# READING PASSAGE
What's the aluminum foil used for? Likely, you have been asking yourself this since first reading it in my materials list. Well wonder no more. The aluminum foil is used to create an electrical connection when the metal ball rolls on it. Coat the bottom piece with aluminum foil as shown above. I folded my foil so that it was thicker and more durable. Next, drill a hole from the bottom up into the tin foil. After this, run red wire through the bottom and attach it to the foil, so that it forms a solid electrical connection. Add hot glue to enforce the connection when necessary.

Step 11: Attach the Fall Sensor and 555 Timer Circuits

While your glue gun is still hot, quickly attach the fall sensor so that the paper clip dangles above the hole as shown in the picture above. A wire will be attached to the screw to form an electrical connection. Now, when the ball passes it will complete a circuit between the foil and paperclip. Similarly, glue down the the perforated board with the 555 timer circuit. This will not only secure the circuit, but it will also protect it from short circuiting.

Step 12: Add a Back to the Game Box

Next, we will construct the back of the game box. This piece of the build will house the starting handle. To create the back simply cut a piece of plywood and attach it to the back of the game box. Any size will do, so you can cut this to your own personal preference.

Step 13: Create the Starting Lever

To start the game the player pulls a lever. Therefore, it is essential to construct said handle (bet you didn't see that coming). To create the handle, grab a long thin piece of balsa wood (similar to the one in the picture above). Hollow out one end so that the marble can easily fit into it. This part will pull the marble to the beginning of the game when you pull on the starting lever. Use sand paper or a file to adjust the alcove until the marble sits correctly.

Step 14: Level the Game Box

If your game box is sitting unevenly this step will correct the issue. Simply place four pieces of balsa wood on all four corners of the box. Next, use sandpaper or a file to sand the four pieces of wood. Keep making adjustments until the maze doesn't rock.

Step 15: Add a Wire to the Lever

Next, cut a section red wire about 2' long. Strip the one end so that 2" of the copper wire is exposed. Hot glue gun the wire so the the exposed section of the wire is above the section of the lever that holds the marble.This wire will be used later to create an electrical signal to start the game.

# INSTRUCTION 1
Return the part of the build guide from "Step 13: Create" to "marble sits correctly.".
# INSTRUCTION 2
List every step heading that appears in the build guide, including its step number.
# INSTRUCTION 3
Answer these questions using the build guide:
(a) What material is the starting handle made from?
(b) How many pieces of balsa wood are placed on the corners of the box to level it?
(c) About how long is the section of red wire cut for the lever?
The lines that come after the build guide have nothing to do with it.

# DATASET

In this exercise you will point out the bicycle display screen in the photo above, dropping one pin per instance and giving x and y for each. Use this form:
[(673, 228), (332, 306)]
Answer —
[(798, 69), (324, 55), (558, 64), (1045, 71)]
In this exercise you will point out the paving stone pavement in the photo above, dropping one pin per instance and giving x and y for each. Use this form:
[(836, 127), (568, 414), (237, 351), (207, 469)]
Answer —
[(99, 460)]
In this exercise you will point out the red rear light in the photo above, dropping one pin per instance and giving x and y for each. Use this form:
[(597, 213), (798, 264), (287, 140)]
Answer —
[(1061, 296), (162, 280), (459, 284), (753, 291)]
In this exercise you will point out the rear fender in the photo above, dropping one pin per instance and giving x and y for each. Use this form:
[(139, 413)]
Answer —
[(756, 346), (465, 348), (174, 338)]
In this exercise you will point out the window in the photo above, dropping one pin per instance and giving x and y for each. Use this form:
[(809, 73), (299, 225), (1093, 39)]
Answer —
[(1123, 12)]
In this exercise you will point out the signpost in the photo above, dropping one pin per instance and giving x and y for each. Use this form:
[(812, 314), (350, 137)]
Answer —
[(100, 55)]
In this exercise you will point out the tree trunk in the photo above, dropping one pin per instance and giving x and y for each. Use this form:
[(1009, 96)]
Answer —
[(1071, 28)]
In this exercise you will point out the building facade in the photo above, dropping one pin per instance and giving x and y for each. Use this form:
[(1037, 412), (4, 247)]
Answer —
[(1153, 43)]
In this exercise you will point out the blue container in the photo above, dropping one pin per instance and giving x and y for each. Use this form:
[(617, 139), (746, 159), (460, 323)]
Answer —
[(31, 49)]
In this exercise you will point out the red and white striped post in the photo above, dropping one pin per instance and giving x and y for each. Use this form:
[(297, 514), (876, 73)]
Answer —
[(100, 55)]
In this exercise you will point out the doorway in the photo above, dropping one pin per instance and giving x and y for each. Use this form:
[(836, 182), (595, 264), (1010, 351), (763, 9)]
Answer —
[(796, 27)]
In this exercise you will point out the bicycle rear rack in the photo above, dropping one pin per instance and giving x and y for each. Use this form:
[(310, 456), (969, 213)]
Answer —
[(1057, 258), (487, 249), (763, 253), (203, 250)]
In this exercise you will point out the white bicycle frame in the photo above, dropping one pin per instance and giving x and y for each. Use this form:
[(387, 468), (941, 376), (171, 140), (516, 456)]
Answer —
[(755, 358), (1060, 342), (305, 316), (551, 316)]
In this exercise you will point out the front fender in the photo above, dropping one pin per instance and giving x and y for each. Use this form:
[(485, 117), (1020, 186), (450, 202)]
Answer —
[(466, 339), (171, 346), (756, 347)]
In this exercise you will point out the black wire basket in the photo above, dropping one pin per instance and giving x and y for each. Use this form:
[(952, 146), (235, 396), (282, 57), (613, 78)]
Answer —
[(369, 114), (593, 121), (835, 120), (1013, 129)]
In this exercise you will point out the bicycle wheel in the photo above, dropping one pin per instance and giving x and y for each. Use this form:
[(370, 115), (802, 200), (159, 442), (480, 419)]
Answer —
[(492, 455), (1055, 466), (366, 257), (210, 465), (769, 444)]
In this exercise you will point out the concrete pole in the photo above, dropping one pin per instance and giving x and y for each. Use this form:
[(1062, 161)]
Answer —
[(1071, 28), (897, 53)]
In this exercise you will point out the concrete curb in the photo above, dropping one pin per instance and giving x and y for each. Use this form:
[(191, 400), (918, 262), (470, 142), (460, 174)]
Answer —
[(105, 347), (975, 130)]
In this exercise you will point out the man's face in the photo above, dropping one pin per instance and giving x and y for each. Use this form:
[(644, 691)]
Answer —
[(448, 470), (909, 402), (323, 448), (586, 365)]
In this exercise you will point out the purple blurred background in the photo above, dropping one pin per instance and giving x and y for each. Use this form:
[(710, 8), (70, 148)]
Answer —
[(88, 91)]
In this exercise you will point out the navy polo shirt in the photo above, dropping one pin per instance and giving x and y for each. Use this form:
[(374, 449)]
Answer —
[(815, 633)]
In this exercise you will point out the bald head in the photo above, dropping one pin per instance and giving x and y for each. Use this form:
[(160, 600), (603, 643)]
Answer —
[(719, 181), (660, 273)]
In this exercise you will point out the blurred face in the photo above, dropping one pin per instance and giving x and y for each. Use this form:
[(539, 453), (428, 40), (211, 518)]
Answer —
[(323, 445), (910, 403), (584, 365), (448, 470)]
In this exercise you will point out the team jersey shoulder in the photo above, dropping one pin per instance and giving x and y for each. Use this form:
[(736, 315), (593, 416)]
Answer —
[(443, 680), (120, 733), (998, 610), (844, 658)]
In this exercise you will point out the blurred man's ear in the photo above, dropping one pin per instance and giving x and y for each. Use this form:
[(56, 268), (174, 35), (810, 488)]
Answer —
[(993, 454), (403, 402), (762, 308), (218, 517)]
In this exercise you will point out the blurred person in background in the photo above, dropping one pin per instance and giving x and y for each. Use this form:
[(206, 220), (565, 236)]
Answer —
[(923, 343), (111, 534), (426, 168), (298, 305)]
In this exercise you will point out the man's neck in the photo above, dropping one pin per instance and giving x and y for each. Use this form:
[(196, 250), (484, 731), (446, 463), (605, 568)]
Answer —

# ANSWER 1
Step 13: Create the Starting Lever

To start the game the player pulls a lever. Therefore, it is essential to construct said handle (bet you didn't see that coming). To create the handle, grab a long thin piece of balsa wood (similar to the one in the picture above). Hollow out one end so that the marble can easily fit into it. This part will pull the marble to the beginning of the game when you pull on the starting lever. Use sand paper or a file to adjust the alcove until the marble sits correctly.

# ANSWER 2
Step 11: Attach the Fall Sensor and 555 Timer Circuits
Step 12: Add a Back to the Game Box
Step 13: Create the Starting Lever
Step 14: Level the Game Box
Step 15: Add a Wire to the Lever

# ANSWER 3
(a) A long thin piece of balsa wood.
(b) Four.
(c) About 2'.